■ Textauszug:
· · ·

Urteil vom 4. September 2008
 
II. zivilrechtliche Abteilung
 
Besetzung
 
Bundesrichter Raselli, Präsident,
 
Bundesrichterin Escher, Bundesrichter Meyer,
 
Gerichtsschreiber Möckli.
 
Parteien
 
X.________,
 
Beschwerdeführer,
 
vertreten durch Rechtsanwalt Christoph Suter,
 
gegen
 
Y.________,
 
Beschwerdegegnerin,
 
vertreten durch Rechtsanwältin Barbara Lind.
 
Gegenstand
 
Nebenfolgen der Ehescheidung,
 
Beschwerde gegen das Urteil des Obergerichts des Kantons Aargau, Zivilgericht, 1. Kammer, vom 10. Juni 2008.
 
Sachverhalt:
 
A.
 
Die Parteien heirateten am 26. Oktober 1990 vor dem Zivilstandsamt Z.________. Aus der Ehe gingen die Kinder A.________, geb. 1991, und B.________, geb. 1994, hervor. Seit September 2002 leben die Parteien getrennt.
 
B.
 
Am 25. April 2005 machte die Ehefrau die Scheidungsklage anhängig und reichte eine Teilvereinbarung zum Scheidungspunkt und zur elterlichen Sorge über die Kinder ein.
 
In Genehmigung einer anlässlich der Hauptverhandlung getroffenen Vereinbarung schied das Bezirksgericht C.________ am 27. Juni 2007 die Ehe der Parteien und übertrug die elterliche Sorge über A.________ und B.________ dem Vater, unter Erteilung eines Besuchsrechts an die Mutter und Beibehaltung der Beistandschaft. Es stellte fest, dass kein Kindesunterhalt gesprochen wird, und verpflichtete den Ehemann zu nachehelichem Unterhalt von Fr. 2'000.-- pro Monat bis zum Erreichen des AHV-Alters der Ehefrau sowie zu Vorsorgeunterhalt von einmalig Fr. 100'000.-- auf ein noch zu bezeichnendes Freizügigkeitskonto der Ehefrau.
 
Mit Bezug auf den Verbrauchs- und den Vorsorgeunterhalt erhob der Ehemann Appellation. Mit Urteil vom 10. Juni 2008 setzte das Obergericht des Kantons Aargau den Verbrauchsunterhalt auf Fr. 800.-- pro Monat bis zum Erreichen des AHV-Alters der Ehefrau fest und wies die Appellation im Übrigen ab.
 
C.
 
Mit Bezug auf die Zahlung von Fr. 100'000.-- hat der Ehemann am 31. Juli 2008 Berufung in Zivilsachen erhoben. Es wurden keine Vernehmlassungen eingeholt.
 
Erwägungen:
 
1.
 
Angefochten sind die Fr. 30'000.-- übersteigenden vermögensrechtlichen Folgen eines kantonal letztinstanzlichen Ehescheidungsurteils; auf die Beschwerde ist somit einzutreten (Art. 72 Abs. 1, Art. 74 Abs. 1 lit. b, Art. 75 Abs. 1 und Art. 90 BGG).

· · ·

■ Aufgabe A:
Schreiben Sie bitte aus dem Textauszug den Abschnitt ab, der mit „Am 25. April“ beginnt und mit „die Kinder ein.“ endet.

■ Datenliste:

· · ·

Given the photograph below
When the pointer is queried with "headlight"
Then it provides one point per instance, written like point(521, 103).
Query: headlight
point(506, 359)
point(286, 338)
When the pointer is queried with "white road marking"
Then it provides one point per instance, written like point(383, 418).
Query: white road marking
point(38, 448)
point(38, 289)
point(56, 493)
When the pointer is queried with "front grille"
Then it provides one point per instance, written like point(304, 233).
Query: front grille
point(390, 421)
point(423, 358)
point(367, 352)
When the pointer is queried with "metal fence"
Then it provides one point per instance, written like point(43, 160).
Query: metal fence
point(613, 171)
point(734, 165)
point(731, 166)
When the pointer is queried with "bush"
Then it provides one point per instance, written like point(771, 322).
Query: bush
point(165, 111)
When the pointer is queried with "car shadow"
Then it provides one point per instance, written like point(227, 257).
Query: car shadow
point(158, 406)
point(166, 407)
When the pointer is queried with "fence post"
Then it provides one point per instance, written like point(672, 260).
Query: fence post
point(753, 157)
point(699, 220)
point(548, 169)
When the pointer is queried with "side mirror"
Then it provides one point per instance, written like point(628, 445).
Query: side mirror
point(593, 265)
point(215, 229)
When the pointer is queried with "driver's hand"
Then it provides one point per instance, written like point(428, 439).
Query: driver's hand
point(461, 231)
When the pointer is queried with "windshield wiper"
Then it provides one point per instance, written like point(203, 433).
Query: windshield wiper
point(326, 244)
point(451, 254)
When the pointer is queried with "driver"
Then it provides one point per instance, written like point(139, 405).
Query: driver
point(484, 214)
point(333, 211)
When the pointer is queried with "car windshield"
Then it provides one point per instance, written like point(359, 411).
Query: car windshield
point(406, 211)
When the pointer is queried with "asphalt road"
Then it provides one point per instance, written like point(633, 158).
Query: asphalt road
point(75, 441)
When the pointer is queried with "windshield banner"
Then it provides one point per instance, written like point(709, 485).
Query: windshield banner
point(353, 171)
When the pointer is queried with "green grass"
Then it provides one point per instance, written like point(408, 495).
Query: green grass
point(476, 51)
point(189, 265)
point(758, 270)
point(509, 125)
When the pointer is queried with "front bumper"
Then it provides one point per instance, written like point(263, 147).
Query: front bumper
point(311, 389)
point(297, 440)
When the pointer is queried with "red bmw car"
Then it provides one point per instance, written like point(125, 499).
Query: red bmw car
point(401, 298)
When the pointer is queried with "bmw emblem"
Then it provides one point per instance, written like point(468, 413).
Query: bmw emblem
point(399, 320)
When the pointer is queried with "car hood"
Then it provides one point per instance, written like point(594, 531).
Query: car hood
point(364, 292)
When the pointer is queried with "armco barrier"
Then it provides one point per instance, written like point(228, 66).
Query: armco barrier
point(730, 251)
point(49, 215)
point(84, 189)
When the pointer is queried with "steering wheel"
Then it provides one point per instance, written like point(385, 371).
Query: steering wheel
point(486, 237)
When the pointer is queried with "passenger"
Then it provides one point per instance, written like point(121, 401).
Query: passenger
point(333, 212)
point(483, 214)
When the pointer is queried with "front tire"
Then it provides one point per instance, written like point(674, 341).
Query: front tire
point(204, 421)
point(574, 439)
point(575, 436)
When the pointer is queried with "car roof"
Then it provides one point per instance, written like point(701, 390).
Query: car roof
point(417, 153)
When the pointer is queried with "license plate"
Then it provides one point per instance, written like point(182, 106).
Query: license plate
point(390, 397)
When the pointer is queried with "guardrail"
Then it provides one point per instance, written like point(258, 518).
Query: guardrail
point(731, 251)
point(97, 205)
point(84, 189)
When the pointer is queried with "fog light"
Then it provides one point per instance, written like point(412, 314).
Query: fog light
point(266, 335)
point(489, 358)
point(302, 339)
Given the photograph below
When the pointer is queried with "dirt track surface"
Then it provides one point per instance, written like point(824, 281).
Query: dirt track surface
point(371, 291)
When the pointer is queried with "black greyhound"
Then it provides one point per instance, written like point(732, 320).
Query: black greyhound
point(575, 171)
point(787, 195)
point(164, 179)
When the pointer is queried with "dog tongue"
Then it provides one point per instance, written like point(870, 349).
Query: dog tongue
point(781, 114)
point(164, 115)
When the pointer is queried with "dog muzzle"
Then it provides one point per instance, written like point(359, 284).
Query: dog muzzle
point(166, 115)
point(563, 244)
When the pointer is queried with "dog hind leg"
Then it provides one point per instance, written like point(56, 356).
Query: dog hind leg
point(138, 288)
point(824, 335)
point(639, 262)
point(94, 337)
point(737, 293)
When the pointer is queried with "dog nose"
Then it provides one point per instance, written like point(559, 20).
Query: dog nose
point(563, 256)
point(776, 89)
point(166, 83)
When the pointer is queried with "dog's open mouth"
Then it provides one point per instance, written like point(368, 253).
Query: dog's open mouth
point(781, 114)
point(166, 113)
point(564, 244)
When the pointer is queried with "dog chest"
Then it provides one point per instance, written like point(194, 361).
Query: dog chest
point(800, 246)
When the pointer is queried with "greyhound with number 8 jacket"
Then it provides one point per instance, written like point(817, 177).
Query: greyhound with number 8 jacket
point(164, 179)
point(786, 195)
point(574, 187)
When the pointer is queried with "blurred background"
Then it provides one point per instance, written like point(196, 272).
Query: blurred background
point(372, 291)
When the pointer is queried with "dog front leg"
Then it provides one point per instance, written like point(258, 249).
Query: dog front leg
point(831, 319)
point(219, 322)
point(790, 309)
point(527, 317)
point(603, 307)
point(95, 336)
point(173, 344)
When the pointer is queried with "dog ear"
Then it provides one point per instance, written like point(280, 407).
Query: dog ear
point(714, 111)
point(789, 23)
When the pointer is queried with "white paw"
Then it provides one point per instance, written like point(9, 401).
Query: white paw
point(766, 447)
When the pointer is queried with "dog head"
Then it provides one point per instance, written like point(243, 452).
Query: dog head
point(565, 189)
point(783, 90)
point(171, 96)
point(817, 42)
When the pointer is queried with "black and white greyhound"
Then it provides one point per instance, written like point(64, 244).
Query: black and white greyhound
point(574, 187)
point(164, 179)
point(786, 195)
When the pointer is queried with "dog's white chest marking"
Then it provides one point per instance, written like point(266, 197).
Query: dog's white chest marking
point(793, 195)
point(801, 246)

· · ·

■ Aufgabe B:
Ziehen Sie aus den Datensätzen jede Zeile heraus, in der die Zeichenfolge „wheel“ vorkommt. Groß- und Kleinschreibung ist dabei zu beachten.

■ Erwartete Antwort A:
Am 25. April 2005 machte die Ehefrau die Scheidungsklage anhängig und reichte eine Teilvereinbarung zum Scheidungspunkt und zur elterlichen Sorge über die Kinder ein.

■ Erwartete Antwort B:
When the pointer is queried with "steering wheel"
Query: steering wheel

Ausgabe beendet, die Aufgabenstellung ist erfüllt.